▶ _PROMPT_
Starting with the line that contains "column 168, row 67", copy every remaining line of the data below exactly, the last one included.

START PROVIDED MATERIAL

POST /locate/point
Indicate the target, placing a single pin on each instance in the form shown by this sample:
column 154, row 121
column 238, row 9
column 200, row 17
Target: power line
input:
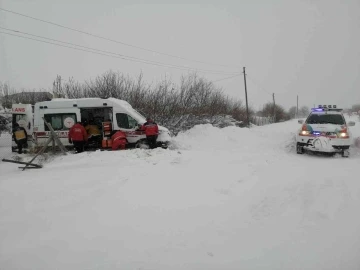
column 112, row 40
column 227, row 78
column 258, row 85
column 109, row 54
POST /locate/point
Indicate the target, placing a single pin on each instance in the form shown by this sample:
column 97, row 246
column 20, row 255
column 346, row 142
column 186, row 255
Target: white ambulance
column 23, row 114
column 62, row 114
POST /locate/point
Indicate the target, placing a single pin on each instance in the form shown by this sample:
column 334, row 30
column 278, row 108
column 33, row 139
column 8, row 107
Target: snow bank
column 230, row 198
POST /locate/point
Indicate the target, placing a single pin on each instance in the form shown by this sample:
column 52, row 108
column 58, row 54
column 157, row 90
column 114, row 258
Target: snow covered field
column 227, row 198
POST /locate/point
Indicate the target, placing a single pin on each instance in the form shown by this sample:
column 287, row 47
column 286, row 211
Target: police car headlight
column 304, row 132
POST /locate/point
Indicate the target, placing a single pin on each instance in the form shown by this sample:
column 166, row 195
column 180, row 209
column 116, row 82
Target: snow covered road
column 227, row 198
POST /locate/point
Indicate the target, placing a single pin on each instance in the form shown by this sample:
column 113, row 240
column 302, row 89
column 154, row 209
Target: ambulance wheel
column 142, row 145
column 299, row 149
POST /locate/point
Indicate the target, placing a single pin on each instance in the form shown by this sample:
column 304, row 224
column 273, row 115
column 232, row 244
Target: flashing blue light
column 317, row 109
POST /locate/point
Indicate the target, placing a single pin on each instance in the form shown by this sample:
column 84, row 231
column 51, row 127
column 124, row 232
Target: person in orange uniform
column 151, row 131
column 78, row 136
column 118, row 140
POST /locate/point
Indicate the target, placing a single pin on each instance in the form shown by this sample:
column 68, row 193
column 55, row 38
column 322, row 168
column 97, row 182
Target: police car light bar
column 322, row 108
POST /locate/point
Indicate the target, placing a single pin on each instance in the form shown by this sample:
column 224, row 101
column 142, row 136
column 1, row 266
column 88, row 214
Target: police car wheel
column 345, row 153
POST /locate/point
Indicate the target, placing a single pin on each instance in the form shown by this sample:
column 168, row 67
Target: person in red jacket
column 78, row 136
column 118, row 140
column 151, row 131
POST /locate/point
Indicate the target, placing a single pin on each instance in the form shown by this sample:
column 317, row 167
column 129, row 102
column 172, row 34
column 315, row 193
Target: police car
column 324, row 130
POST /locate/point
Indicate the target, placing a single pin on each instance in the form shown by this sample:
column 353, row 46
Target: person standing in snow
column 151, row 131
column 20, row 137
column 118, row 140
column 78, row 136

END PROVIDED MATERIAL

▶ _EXERCISE RESPONSE_
column 168, row 67
Target: person in red jacket
column 78, row 136
column 118, row 140
column 151, row 131
POST /locate/point
Indicate the target, placing a single pin on each instance in the form shown by this sample:
column 317, row 167
column 129, row 102
column 172, row 34
column 315, row 193
Target: police car
column 324, row 130
POST /locate/point
Indicate the target, placing a single pin on each instance in the form shown by this sample:
column 353, row 46
Target: person standing in snow
column 151, row 131
column 20, row 137
column 118, row 140
column 78, row 136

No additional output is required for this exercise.